**Material for this exercise**
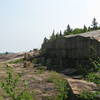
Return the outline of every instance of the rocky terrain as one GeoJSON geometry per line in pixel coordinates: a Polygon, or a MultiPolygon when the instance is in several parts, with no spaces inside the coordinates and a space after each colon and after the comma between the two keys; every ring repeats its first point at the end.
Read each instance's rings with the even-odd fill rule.
{"type": "MultiPolygon", "coordinates": [[[[9,67],[12,68],[14,75],[21,75],[18,87],[24,90],[25,86],[23,85],[23,81],[26,82],[26,89],[31,92],[34,98],[33,100],[56,100],[54,98],[57,97],[59,91],[56,87],[57,84],[55,84],[52,79],[56,79],[56,81],[64,79],[66,82],[68,82],[70,95],[74,98],[69,98],[69,100],[75,100],[75,96],[79,95],[85,90],[91,92],[98,90],[98,86],[95,83],[66,76],[63,73],[49,71],[44,67],[34,67],[34,64],[29,64],[25,68],[25,62],[21,60],[23,55],[24,53],[0,56],[0,82],[7,76],[7,69],[9,67]]],[[[5,95],[3,89],[0,89],[0,97],[2,97],[2,100],[8,100],[9,98],[9,96],[5,95]]]]}

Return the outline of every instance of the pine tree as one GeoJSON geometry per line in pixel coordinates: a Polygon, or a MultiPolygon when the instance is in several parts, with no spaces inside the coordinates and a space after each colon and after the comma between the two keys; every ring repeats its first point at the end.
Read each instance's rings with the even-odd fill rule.
{"type": "Polygon", "coordinates": [[[96,18],[94,17],[93,18],[93,21],[92,21],[92,29],[93,30],[96,30],[97,28],[98,28],[98,23],[97,23],[97,21],[96,21],[96,18]]]}
{"type": "Polygon", "coordinates": [[[55,35],[55,30],[53,30],[52,35],[51,35],[50,39],[51,39],[51,40],[54,40],[55,38],[56,38],[56,35],[55,35]]]}
{"type": "Polygon", "coordinates": [[[68,24],[67,29],[64,31],[64,35],[69,35],[69,34],[71,34],[71,32],[72,32],[72,29],[71,29],[70,25],[68,24]]]}
{"type": "Polygon", "coordinates": [[[84,25],[83,32],[87,32],[87,27],[84,25]]]}
{"type": "Polygon", "coordinates": [[[61,32],[61,30],[60,30],[60,34],[59,34],[59,35],[60,35],[60,37],[62,37],[62,36],[63,36],[63,35],[62,35],[62,32],[61,32]]]}
{"type": "Polygon", "coordinates": [[[72,32],[72,29],[71,29],[71,27],[70,27],[69,24],[67,25],[67,32],[68,32],[68,33],[71,33],[71,32],[72,32]]]}

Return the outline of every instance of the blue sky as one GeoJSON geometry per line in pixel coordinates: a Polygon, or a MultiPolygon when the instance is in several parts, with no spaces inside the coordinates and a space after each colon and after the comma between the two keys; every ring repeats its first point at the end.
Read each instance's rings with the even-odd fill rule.
{"type": "Polygon", "coordinates": [[[100,0],[0,0],[0,52],[40,48],[55,31],[100,22],[100,0]]]}

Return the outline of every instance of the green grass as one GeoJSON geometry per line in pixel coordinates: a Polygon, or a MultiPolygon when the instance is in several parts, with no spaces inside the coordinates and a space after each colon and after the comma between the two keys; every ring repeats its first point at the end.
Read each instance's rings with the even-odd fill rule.
{"type": "Polygon", "coordinates": [[[54,83],[58,91],[57,96],[54,100],[67,100],[69,96],[70,88],[68,86],[67,80],[62,78],[58,73],[51,72],[50,77],[47,79],[47,82],[54,83]]]}
{"type": "Polygon", "coordinates": [[[89,73],[86,75],[86,80],[90,82],[94,82],[96,84],[100,84],[100,73],[89,73]]]}
{"type": "Polygon", "coordinates": [[[100,91],[89,92],[85,90],[79,95],[79,100],[97,100],[97,95],[100,95],[100,91]]]}
{"type": "Polygon", "coordinates": [[[16,59],[14,61],[10,61],[9,64],[17,64],[17,63],[22,63],[24,60],[23,58],[20,58],[20,59],[16,59]]]}

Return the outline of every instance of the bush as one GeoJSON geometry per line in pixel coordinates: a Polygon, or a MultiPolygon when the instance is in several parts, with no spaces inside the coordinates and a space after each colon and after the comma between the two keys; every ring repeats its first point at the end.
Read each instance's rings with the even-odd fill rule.
{"type": "Polygon", "coordinates": [[[85,90],[80,94],[79,100],[97,100],[97,95],[100,95],[100,92],[89,92],[85,90]]]}
{"type": "Polygon", "coordinates": [[[55,96],[54,100],[67,100],[69,95],[71,95],[68,82],[56,72],[52,72],[47,81],[54,83],[58,91],[58,95],[55,96]]]}
{"type": "Polygon", "coordinates": [[[9,64],[17,64],[17,63],[22,63],[23,62],[23,58],[21,59],[16,59],[14,61],[10,61],[9,64]]]}
{"type": "Polygon", "coordinates": [[[96,84],[100,84],[100,74],[96,74],[96,73],[89,73],[88,75],[86,75],[86,79],[90,82],[94,82],[96,84]]]}
{"type": "Polygon", "coordinates": [[[10,100],[32,100],[32,96],[25,90],[18,90],[19,75],[14,77],[12,69],[8,69],[7,78],[0,83],[1,88],[9,96],[10,100]],[[22,91],[22,92],[21,92],[22,91]]]}

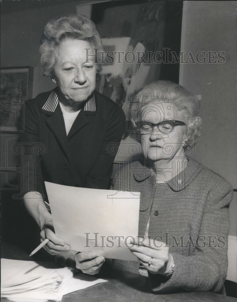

**Given exercise**
Could you copy every one of the records above word for word, leaving the pictures out?

**Exercise response**
Return the outline of every instance of the rocky terrain as one GeoJSON geometry per line in pixel coordinates: a Polygon, or a MultiPolygon when the instance is in several parts, with no spaces inside the coordinates and a space after each colon and after the comma between the two keys; every ring repeats its first point at the end.
Read each instance's rings with the even-odd fill rule.
{"type": "MultiPolygon", "coordinates": [[[[9,67],[12,68],[14,75],[21,75],[18,87],[24,90],[25,86],[23,85],[23,81],[26,82],[26,89],[31,92],[34,98],[33,100],[56,100],[54,98],[57,97],[59,91],[56,87],[57,84],[55,84],[52,79],[56,79],[56,81],[64,79],[66,82],[68,82],[70,95],[74,98],[69,98],[69,100],[75,100],[75,96],[79,95],[85,90],[91,92],[98,90],[98,86],[95,83],[66,76],[63,73],[49,71],[44,67],[34,67],[34,64],[29,64],[25,68],[25,62],[21,60],[23,55],[24,53],[0,56],[0,82],[7,76],[7,69],[9,67]]],[[[5,95],[3,89],[0,89],[0,97],[2,97],[2,100],[8,100],[9,98],[9,96],[5,95]]]]}

Return the outline of every instance of the pine tree as one GeoJSON geometry per line in pixel coordinates: a Polygon, or a MultiPolygon when the instance is in several parts, with no spaces inside the coordinates and a space after each colon and after the comma between the two keys; every ring repeats its first point at the end.
Read each instance's rings with the even-odd fill rule.
{"type": "Polygon", "coordinates": [[[96,18],[94,17],[93,18],[93,21],[92,21],[92,29],[93,30],[96,30],[97,28],[98,28],[98,23],[97,23],[97,21],[96,21],[96,18]]]}
{"type": "Polygon", "coordinates": [[[55,35],[55,30],[53,30],[52,35],[51,35],[50,39],[51,39],[51,40],[54,40],[55,38],[56,38],[56,35],[55,35]]]}
{"type": "Polygon", "coordinates": [[[68,24],[67,29],[64,31],[64,35],[69,35],[69,34],[71,34],[71,32],[72,32],[72,29],[71,29],[70,25],[68,24]]]}
{"type": "Polygon", "coordinates": [[[84,25],[83,32],[87,32],[87,27],[84,25]]]}
{"type": "Polygon", "coordinates": [[[61,32],[61,30],[60,30],[60,34],[59,34],[59,35],[60,35],[60,37],[62,37],[62,36],[63,36],[63,35],[62,35],[62,32],[61,32]]]}
{"type": "Polygon", "coordinates": [[[72,32],[72,29],[71,29],[71,27],[70,27],[69,24],[67,25],[67,32],[68,32],[68,33],[71,33],[71,32],[72,32]]]}

Return the outline of every instance of the blue sky as one GeoJSON geometry per line in pixel coordinates: a Polygon, or a MultiPolygon when the instance is in several parts, with no spaces inside the coordinates and a space after each colon and after the comma between the two keys; every ring repeats its first point at the end.
Read each instance's rings with the even-odd fill rule.
{"type": "Polygon", "coordinates": [[[100,0],[0,0],[0,52],[40,48],[55,31],[100,22],[100,0]]]}

Return the outline of every instance of the green grass as one GeoJSON geometry per line in pixel coordinates: a Polygon, or a MultiPolygon when the instance is in several parts, with no spaces inside the coordinates and a space after each colon and after the comma between the two keys; every ring repeats its first point at the end.
Read each instance's rings with the even-odd fill rule.
{"type": "Polygon", "coordinates": [[[54,83],[58,91],[57,96],[54,100],[67,100],[69,96],[70,88],[68,86],[67,80],[62,78],[58,73],[51,72],[50,77],[47,79],[47,82],[54,83]]]}
{"type": "Polygon", "coordinates": [[[89,73],[86,75],[86,80],[90,82],[94,82],[96,84],[100,84],[100,73],[89,73]]]}
{"type": "Polygon", "coordinates": [[[100,91],[89,92],[85,90],[79,95],[79,100],[97,100],[97,95],[100,95],[100,91]]]}
{"type": "Polygon", "coordinates": [[[16,59],[14,61],[10,61],[9,64],[17,64],[17,63],[22,63],[24,60],[23,58],[20,58],[20,59],[16,59]]]}

Return the outline of every instance of the bush as one GeoJSON geometry per line in pixel coordinates: a Polygon, or a MultiPolygon when the instance is in several parts, with no spaces inside the coordinates and a space after each colon and after the comma between the two keys; every ring repeats its first point at the end.
Read each instance's rings with the even-odd fill rule.
{"type": "Polygon", "coordinates": [[[85,90],[80,94],[79,100],[97,100],[97,95],[100,95],[100,92],[89,92],[85,90]]]}
{"type": "Polygon", "coordinates": [[[55,96],[54,100],[67,100],[69,95],[71,95],[68,82],[56,72],[52,72],[47,81],[54,83],[58,91],[58,95],[55,96]]]}
{"type": "Polygon", "coordinates": [[[9,64],[17,64],[17,63],[22,63],[23,62],[23,58],[21,59],[16,59],[14,61],[10,61],[9,64]]]}
{"type": "Polygon", "coordinates": [[[96,84],[100,84],[100,74],[96,74],[96,73],[89,73],[88,75],[86,75],[86,79],[90,82],[94,82],[96,84]]]}
{"type": "Polygon", "coordinates": [[[10,100],[32,100],[32,96],[25,90],[18,90],[19,75],[14,77],[12,69],[8,69],[7,78],[0,83],[1,88],[9,96],[10,100]],[[22,91],[22,92],[21,92],[22,91]]]}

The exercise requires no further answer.